▶ [TO BE DONE]:
(A) Copy verbatim the passage of the GCC tree hacking article below, starting at the words "<keywordset>" and stopping after "this brief note.".
(B) Pick up the GCC tree hacking article below and continue it from its final sentence.

▶ [DOCUMENT SECTION]:

▬▬▬

<?xml version="1.0" encoding='ISO-8859-1'?>
<!DOCTYPE book PUBLIC "-//OASIS//DTD DocBook XML V4.1.2//EN" "http://www.oasis-open.org/docbook/xml/4.1.2/docbookx.dtd">

<article id="tree-hacking">
<artheader>
	<title>The A,B of GCC tree hacking</title>

	<authorgroup>
		<author>
			<firstname>John</firstname>
			<surname>Levon</surname>
			<affiliation>
				<address><email>levon@movementarian.org</email></address>
			</affiliation>
		</author>
	</authorgroup>

	<copyright>
		<year>2003</year>
		<holder>John Levon</holder>
	</copyright>

	<legalnotice>
	<para>This document can be freely translated and distributed. It's released
	under the LDP License.</para>
	</legalnotice>

	<keywordset>
		<keyword>GCC</keyword>
		<keyword>tree</keyword>
		<keyword>compiler</keyword>
	</keywordset>
</artheader>

<chapter id="introduction"><title>Introduction</title> 
 
<para>
I made a rather lame and simple patch to GCC 3.4 CVS to detect always-false
expressions, as in <computeroutput>if (!ua &amp; 0x4)</computeroutput>. Whilst
the change was relatively simple, even for some-one as clueless as I am, I found
a couple of things quite awkward and not well-documented. So, I wrote this brief note.
</para>
</chapter>

<chapter id="building"><title>Getting and building the source</title>

<para>
This is obviously the first step. You want to build current CVS and install it so you have
a baseline to work against when something goes wrong. Follow the instructions for 
<ulink url="http://gcc.gnu.org/cvs.html"> getting the CVS</ulink> and build it as
<ulink url="http://gcc.gnu.org/install/">described</ulink>. In my case, I did :
</para>
<para>
<programlisting>
cvs co -r gcc-3_3-branch -d gcc-3.3 gcc
mkdir gcc/obj &amp;&amp; cd gcc/obj
../configure --prefix=/usr/local/gcc-3.3cvs
make bootstrap
make install
cd ../ &amp;&amp; rm -rf obj &amp;&amp; mkdir obj &amp;&amp; cd obj
../configure --prefix=/usr/local/gcc-3.3mine
</programlisting>
</para>

<para>
Note that I was working on the 3.3 branch, because
at the  time of writing 3.4 is unusable.

▬▬▬

▶ [DATA]:
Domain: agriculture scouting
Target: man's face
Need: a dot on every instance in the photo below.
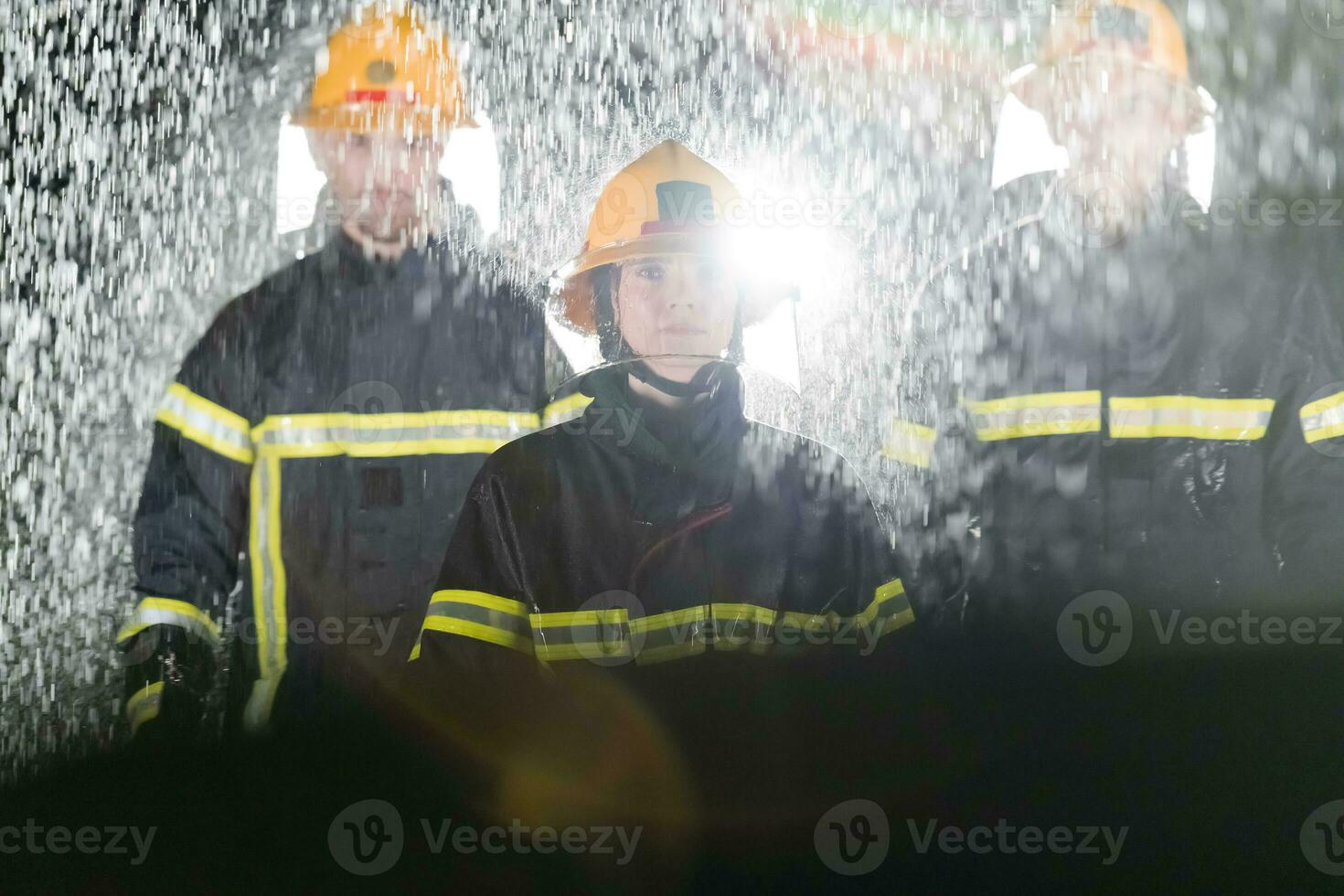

▬▬▬

▶ [RESPONSES FOR EACH TASK]:
(A)
<keywordset>
		<keyword>GCC</keyword>
		<keyword>tree</keyword>
		<keyword>compiler</keyword>
	</keywordset>
</artheader>

<chapter id="introduction"><title>Introduction</title> 
 
<para>
I made a rather lame and simple patch to GCC 3.4 CVS to detect always-false
expressions, as in <computeroutput>if (!ua &amp; 0x4)</computeroutput>. Whilst
the change was relatively simple, even for some-one as clueless as I am, I found
a couple of things quite awkward and not well-documented. So, I wrote this brief note.

(B)
Now I have a GCC installed in /usr/local/gcc-3.3cvs I haven't touched, and I'm free
to start hacking. This was a stupid way of doing it: note the comment about
<command>make restrap</command> below.
</para>

</chapter>

<chapter id="frontend"><title>Hacking the frontend code</title>

<para>
OK, so here I was, with no idea on where to start looking. So I just nosied around.
<filename>gcc</filename> contains most of the "interesting" code for what I needed.
<filename>gcc/cp</filename> is the C++ frontend, which shares quite a lot of code with
the C frontend which is directly in <filename>gcc</filename>.
</para>
<para>
First thing to remember is when making a change, you should build with <command>make restrap</command>.
That  way you won't have to bootstrap all over again.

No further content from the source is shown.